** start Material provided **

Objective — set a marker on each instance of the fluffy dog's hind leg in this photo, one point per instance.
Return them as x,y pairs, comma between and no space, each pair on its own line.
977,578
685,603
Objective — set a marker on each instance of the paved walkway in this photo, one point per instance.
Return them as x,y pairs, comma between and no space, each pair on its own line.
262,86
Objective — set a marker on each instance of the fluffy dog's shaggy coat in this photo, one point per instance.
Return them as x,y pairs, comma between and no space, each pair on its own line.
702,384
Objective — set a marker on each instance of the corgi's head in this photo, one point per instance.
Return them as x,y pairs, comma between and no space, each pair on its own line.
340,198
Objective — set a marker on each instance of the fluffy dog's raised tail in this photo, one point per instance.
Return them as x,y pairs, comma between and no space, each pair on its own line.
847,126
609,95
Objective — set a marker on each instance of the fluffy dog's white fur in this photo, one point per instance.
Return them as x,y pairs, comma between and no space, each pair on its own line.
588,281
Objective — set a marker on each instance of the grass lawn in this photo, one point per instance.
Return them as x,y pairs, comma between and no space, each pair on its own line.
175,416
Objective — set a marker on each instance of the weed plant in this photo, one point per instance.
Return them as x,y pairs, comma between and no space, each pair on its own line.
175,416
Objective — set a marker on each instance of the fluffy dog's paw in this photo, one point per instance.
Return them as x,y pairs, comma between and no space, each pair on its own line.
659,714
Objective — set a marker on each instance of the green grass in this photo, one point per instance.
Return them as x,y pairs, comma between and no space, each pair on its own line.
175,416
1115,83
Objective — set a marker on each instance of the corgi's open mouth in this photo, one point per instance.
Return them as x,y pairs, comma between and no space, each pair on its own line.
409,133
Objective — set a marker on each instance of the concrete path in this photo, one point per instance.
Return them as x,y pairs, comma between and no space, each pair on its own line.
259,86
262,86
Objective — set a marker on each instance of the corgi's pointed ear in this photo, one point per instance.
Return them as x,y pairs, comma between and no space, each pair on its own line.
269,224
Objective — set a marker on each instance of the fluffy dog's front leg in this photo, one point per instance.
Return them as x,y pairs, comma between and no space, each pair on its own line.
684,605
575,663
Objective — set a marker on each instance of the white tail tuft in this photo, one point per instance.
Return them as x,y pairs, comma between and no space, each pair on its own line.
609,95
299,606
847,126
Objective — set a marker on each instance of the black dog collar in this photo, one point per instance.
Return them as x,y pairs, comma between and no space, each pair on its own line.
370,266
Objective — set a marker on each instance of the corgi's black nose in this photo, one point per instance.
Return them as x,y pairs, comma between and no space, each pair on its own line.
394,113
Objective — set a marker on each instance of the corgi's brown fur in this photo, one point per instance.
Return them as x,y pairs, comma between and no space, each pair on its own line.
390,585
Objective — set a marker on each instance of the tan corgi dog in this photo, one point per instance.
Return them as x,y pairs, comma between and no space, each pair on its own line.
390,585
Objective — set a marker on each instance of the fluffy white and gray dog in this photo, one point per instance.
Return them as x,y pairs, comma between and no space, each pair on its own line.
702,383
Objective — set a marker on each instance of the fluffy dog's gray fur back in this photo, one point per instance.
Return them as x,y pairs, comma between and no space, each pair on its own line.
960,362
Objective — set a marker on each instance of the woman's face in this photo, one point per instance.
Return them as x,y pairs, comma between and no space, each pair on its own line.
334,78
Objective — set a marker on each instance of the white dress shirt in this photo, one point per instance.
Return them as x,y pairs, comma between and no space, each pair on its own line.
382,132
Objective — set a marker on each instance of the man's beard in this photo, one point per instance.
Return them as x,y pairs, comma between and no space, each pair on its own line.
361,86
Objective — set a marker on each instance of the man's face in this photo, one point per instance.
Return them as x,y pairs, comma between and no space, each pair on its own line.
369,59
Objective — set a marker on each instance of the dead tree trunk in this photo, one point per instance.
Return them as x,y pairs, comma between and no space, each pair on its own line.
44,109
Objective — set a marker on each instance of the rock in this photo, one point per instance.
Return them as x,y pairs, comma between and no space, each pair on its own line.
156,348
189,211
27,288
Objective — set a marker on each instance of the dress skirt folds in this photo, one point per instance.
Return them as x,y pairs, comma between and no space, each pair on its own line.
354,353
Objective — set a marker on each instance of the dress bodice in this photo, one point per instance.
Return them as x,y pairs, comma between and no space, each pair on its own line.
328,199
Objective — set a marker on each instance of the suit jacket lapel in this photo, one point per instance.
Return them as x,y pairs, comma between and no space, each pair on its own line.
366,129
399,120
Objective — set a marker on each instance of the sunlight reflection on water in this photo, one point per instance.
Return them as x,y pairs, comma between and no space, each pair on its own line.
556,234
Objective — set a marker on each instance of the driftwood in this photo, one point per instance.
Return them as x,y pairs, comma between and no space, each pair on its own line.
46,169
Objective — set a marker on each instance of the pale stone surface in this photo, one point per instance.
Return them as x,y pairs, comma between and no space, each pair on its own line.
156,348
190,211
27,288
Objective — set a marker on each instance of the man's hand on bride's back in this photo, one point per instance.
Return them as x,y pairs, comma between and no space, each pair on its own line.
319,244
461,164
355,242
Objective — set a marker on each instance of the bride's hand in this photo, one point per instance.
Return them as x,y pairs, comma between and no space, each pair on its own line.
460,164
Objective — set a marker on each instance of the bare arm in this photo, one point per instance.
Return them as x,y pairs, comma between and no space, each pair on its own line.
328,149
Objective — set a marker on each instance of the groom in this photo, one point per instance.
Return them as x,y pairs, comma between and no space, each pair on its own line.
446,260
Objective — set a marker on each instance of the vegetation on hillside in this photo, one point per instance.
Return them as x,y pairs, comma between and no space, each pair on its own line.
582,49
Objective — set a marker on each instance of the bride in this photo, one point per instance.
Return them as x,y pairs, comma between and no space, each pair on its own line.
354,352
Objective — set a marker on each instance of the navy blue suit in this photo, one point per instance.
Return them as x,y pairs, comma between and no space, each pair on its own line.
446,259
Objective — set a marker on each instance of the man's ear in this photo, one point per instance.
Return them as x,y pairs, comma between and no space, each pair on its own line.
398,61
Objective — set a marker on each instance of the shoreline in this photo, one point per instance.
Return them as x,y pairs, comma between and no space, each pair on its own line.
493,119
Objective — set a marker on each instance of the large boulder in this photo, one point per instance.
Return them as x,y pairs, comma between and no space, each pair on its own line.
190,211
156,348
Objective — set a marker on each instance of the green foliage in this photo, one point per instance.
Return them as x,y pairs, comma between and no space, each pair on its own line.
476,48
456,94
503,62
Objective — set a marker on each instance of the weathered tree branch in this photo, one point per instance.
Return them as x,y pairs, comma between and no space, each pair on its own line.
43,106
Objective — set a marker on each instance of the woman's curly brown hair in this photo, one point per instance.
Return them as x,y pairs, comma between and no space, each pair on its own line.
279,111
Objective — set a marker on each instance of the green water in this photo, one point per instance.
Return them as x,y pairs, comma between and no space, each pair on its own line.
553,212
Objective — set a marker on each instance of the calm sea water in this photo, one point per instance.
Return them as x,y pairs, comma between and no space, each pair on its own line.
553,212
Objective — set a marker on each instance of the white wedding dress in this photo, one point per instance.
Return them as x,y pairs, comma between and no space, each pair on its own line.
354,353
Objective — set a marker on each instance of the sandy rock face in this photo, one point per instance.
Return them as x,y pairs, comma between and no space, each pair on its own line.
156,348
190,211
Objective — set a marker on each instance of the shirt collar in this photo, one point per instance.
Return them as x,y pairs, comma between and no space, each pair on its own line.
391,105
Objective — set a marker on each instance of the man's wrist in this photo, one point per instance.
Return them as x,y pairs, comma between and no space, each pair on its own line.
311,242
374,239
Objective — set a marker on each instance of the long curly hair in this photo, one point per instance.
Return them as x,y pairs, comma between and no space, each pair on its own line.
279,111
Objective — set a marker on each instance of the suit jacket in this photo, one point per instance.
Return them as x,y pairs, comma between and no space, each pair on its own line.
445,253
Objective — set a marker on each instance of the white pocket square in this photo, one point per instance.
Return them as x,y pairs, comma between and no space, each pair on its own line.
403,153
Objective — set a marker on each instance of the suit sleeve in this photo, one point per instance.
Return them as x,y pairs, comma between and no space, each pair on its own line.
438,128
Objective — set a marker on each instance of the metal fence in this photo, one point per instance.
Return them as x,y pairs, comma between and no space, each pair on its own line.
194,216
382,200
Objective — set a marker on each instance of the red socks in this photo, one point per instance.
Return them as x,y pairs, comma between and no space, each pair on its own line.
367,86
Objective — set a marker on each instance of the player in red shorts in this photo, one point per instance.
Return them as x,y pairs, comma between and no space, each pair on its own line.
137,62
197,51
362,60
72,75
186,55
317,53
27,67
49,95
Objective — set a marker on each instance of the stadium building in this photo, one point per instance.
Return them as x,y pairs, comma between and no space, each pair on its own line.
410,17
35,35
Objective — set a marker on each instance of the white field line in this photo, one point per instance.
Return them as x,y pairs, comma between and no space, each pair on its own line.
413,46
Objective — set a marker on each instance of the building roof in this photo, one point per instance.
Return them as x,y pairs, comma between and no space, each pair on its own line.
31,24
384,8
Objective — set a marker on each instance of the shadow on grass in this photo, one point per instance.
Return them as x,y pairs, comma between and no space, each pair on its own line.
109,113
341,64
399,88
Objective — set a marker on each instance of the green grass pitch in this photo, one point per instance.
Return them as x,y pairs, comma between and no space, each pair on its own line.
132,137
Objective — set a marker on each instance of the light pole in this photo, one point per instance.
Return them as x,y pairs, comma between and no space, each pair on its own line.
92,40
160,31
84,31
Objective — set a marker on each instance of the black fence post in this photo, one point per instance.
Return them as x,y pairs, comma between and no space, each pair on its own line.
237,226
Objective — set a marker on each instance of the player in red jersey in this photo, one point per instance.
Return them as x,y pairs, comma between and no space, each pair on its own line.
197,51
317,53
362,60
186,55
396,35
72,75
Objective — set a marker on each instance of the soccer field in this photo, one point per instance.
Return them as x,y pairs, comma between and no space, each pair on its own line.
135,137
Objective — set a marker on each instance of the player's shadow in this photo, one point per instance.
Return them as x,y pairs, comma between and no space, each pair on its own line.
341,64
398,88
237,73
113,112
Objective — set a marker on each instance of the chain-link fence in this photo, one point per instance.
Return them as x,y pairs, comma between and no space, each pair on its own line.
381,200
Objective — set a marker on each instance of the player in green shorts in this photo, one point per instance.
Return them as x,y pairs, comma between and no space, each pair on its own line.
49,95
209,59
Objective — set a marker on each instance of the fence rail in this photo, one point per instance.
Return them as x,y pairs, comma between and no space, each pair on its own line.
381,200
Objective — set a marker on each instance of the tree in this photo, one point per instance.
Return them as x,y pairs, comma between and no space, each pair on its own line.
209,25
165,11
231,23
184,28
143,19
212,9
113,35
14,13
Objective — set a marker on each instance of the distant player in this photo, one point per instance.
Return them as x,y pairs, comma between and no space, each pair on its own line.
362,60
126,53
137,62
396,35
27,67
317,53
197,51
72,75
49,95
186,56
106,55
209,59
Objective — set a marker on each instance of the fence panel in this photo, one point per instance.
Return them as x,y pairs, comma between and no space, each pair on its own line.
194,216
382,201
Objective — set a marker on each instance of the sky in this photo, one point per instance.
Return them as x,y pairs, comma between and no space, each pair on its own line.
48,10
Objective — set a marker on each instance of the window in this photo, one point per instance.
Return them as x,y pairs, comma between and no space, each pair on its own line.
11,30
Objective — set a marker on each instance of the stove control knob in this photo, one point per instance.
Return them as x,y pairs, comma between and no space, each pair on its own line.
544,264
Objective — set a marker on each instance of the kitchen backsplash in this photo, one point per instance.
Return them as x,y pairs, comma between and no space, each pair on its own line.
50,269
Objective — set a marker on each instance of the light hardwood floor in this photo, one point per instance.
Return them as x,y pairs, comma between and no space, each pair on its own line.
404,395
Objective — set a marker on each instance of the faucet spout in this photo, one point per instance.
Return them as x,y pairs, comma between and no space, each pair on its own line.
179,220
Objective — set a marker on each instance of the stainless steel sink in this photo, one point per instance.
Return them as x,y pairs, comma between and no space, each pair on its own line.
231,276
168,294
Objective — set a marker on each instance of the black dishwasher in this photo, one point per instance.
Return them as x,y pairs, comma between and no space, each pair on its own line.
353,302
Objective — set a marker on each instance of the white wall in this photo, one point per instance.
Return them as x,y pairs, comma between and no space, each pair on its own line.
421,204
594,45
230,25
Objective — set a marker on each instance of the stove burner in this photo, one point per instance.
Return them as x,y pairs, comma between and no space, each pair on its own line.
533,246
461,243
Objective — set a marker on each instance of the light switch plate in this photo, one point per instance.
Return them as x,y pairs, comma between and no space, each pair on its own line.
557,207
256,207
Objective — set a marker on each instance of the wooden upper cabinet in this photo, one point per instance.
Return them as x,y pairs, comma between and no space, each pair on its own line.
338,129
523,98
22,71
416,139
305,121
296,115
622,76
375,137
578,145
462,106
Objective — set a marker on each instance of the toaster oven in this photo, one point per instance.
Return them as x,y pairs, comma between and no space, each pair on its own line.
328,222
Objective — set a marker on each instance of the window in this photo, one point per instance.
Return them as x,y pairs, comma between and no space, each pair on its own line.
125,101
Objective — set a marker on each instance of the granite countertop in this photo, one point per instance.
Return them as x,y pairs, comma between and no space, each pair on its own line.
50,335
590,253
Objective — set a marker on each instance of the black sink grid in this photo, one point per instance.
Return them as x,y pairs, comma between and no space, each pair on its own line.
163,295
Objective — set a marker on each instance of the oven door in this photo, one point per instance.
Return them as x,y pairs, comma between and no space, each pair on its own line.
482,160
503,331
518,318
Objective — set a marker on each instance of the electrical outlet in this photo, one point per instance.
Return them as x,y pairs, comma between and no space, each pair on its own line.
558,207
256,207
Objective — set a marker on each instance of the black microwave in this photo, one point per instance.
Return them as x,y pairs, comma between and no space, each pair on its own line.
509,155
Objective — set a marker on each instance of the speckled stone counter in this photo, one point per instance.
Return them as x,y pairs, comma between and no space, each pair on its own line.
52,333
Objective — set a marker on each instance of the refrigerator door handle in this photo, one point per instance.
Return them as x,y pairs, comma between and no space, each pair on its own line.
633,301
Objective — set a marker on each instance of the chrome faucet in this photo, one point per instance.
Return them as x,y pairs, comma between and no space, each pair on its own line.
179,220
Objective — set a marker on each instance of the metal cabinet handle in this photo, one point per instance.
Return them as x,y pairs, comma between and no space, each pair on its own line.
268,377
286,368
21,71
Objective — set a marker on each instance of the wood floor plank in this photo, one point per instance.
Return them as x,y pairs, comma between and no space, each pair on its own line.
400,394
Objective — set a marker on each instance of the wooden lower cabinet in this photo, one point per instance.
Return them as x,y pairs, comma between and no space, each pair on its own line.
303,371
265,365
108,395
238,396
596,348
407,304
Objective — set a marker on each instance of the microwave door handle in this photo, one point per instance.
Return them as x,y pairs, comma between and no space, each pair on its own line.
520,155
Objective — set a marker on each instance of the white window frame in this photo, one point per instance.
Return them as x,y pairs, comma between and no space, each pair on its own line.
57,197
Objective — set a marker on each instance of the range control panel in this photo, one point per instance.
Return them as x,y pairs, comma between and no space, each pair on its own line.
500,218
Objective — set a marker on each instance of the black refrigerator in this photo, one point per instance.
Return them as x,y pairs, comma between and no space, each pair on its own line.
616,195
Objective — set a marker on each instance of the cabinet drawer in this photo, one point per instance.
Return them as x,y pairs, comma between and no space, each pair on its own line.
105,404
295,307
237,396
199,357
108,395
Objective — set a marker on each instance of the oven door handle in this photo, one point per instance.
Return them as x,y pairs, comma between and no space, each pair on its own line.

** end Material provided **

### Short exercise
Beginning at the line that holds "Objective — set a marker on each instance of the refrigerator", reproduce each line of the records above down to and including the last one.

### The answer
Objective — set a marker on each instance of the refrigerator door handle in this photo, one point per instance.
Return them as x,y pairs, comma between and no space, each pair on its own line.
633,301
Objective — set a marker on each instance of the chrome faucet in this photo, one point per instance.
Return them as x,y pairs, comma between and no space, each pair on its own line.
179,220
Objective — set a marker on each instance of the metal cabinet handle in this photo, one point per instance.
Return them as x,y pairs, comma between and no space, each pair on its own line.
268,377
286,368
21,71
Objective — set a marker on each instance of the wood floor plank in this photo, one point per instance.
Return them as x,y pairs, comma between and no space, each pair on its own line.
400,394
Objective — set a marker on each instance of the wooden lower cabinet in this photo, one point per instance.
Return them as x,y pairs, comma between and no space, each pair on its own line.
303,371
265,365
108,395
238,396
596,348
407,304
Objective — set a marker on each instance of the microwave door handle in this photo, one point per instance.
Return them as x,y pairs, comma between and no space, each pair on its own line.
520,155
Objective — set a marker on each instance of the white window frame in this photo, one point per instance.
Return them as x,y pairs, comma between and no space, each pair on its own line.
57,197
Objective — set a marker on each instance of the range control panel in this photo, one point per instance.
Return them as x,y pairs, comma between and no space, each pair on its own line.
500,218
Objective — set a marker on each instance of the black refrigerator in this photo, one point per instance.
Return them as x,y pairs, comma between and no space, each pair on its own line.
616,195
Objective — set a marker on each instance of the cabinet drawer in this photo, one point per instance.
Return them as x,y pairs, comma between and no space, each pair on its own line.
105,404
295,307
237,396
199,357
108,395
Objective — set a marker on each instance of the oven door handle in this photo, one point per instance.
Return them as x,y pairs, comma between and no space, each pair on its own line.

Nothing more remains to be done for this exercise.